++++ Textabschnitt
Parodontitis ist eine chronische Entzündung des Zahnhalteapparates (Zahnfleisch und Knochensubstanz), die auch mit einer erhöhten Bakterienlast im Mund einhergeht. Diese Bakterien vermehren sich in Zahnbelägen, die sich dann in den Taschen zwischen Zahnfleisch und Zahn festsetzen. Von dort aus können sie in den gesamten Organismus abgeschwemmt werden. Die Folge können schwerwiegende Allgemeinerkrankungen sein, im Extremfall etwa Pneumonie (Lungenentzündung), ein Schlaganfall oder Herzinfarkt. Bei Schwangeren erhöht sich das Risiko einer Frühgeburt. Eine unbehandelte Parodontitis kann auch rheumatische Erkrankungen negativ beeinflussen.
Wie sieht diese negative Wechselwirkung zwischen Diabetes und Parodontitis genau aus?
Bei Vorliegen einer Parodontitis werden Entzündungsbotenstoffe (Mediatoren) freigesetzt. Die Mediatoren können an die Insulinrezeptoren andocken und damit den Glukoseabbau hemmen. Das führt zu einem erhöhten Blutzuckerspiegel, der sogenannten Hyperglykämie.
Hohe Blutzuckerwerte wiederum können eine Parodontitis anschieben oder verschlimmern. Ein hoher Blutzuckerspiegel kann ebenfalls zu einer erhöhten Bildung von Entzündungsbotenstoffen führen, die wiederum Entzündungsreaktionen (wie etwa Parodontitis) verstärken.
So kann eine gegenseitige Verstärkung der Effekte entstehen. Daher ist es für Diabetiker einerseits wichtig, den eigenen Blutzuckerspiegel regelmäßig zu prüfen und auf einem normalen Niveau zu halten. Anderseits sollte auch bei Parodontitis-Patienten immer abgeklärt werden, ob eventuell ein Diabetes vorliegt.
Was können Diabetiker tun, um eine Parodontitis und ihre Folgen zu verhindern?
Damit es zu einer Parodontitis kommt, müssen verschiedene Faktoren vorliegen: Zum einen eine genetische Veranlagung – diese kann man nicht beeinflussen. Was jedoch beeinflusst werden kann, ist das eigene Verhalten: Wichtige Co-Faktoren, die Parodontitis mit verursachen, sind vor allem mangelnde Mundhygiene und das Rauchen. Betroffene sollten also wenn möglich das Rauchen aufgeben und eine penible Mundhygiene betreiben. Dazu gehört auch der regelmäßige Besuch beim Zahnarzt – mindestens zweimal jährlich zur Kontrolle, regelmäßige professionelle Zahnreinigungen und bei Bedarf die Durchführung einer Parodontitis-Behandlung.
++++++++
++++ Datenliste
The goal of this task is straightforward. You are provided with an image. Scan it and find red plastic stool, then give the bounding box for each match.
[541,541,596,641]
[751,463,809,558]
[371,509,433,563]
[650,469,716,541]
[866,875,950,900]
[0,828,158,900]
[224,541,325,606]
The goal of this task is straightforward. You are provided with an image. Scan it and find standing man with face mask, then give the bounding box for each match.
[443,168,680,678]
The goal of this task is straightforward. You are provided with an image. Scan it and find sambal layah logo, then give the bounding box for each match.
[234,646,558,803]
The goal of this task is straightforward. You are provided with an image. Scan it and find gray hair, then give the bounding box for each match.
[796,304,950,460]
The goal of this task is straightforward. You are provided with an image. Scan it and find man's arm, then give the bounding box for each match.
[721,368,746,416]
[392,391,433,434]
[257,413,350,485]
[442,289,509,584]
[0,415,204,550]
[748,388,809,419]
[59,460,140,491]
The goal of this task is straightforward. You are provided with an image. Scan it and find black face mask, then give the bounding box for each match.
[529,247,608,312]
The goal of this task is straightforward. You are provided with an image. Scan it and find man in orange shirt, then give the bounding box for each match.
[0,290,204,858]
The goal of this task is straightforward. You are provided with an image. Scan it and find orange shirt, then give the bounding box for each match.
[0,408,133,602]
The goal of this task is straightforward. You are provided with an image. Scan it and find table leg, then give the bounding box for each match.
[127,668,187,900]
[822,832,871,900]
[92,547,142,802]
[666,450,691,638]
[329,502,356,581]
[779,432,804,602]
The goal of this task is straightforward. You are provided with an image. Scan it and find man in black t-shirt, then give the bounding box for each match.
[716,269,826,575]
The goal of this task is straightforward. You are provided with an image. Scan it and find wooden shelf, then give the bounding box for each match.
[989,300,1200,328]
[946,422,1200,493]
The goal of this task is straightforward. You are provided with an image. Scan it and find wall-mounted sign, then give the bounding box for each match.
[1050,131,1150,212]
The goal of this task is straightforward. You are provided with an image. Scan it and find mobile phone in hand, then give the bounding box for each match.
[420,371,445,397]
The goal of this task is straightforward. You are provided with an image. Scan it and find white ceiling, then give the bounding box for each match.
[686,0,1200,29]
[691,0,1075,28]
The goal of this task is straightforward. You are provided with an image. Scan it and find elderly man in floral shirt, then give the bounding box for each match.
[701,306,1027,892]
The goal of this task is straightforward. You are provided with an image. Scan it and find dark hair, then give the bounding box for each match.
++++++++
Führe den Text über Parodontitis und Diabetes im Anschluss an seinen letzten Satz fort. Die Auflistung ist eigenständiges Material und gehört nicht zum Text.

Wie sieht eine sinnvolle Mundhygiene für Diabetiker aus?
Neben dem regelmäßigen Zähneputzen gehört auch die konsequente Reinigung der Zahn-Zwischenräume mit entsprechenden Bürstchen dazu. Diese können in eine antibakterielle Spüllösung eingetaucht werden (Wirkstoff Chlorhexidin), damit der Wirkstoff auch in die schwer zu erreichenden Zahnzwischenräume gelangt. Wer eine genetische Veranlagung zur Parodontitis hat, sollte umso stärker auf ein zahnfleischgesundes Verhalten achten, eine intensive Mundhygiene betrieben und sehr penibel Zahnbeläge entfernen.
Daneben ist die regelmäßige Überprüfung des eigenen Blutzuckerwerts von großer Bedeutung: Das Augenmerk auf einen richtig eingestellten Blutzuckerspiegel ist in diesem Zusammenhang dringend angeraten und imminent wichtig, um die erwähnten Wechselwirkungen zu verhindern.
Wie bekannt ist aus Ihrer Sicht der negative Zusammenhang zwischen Diabetes und Parodontitis bei Patienten und Medizinern?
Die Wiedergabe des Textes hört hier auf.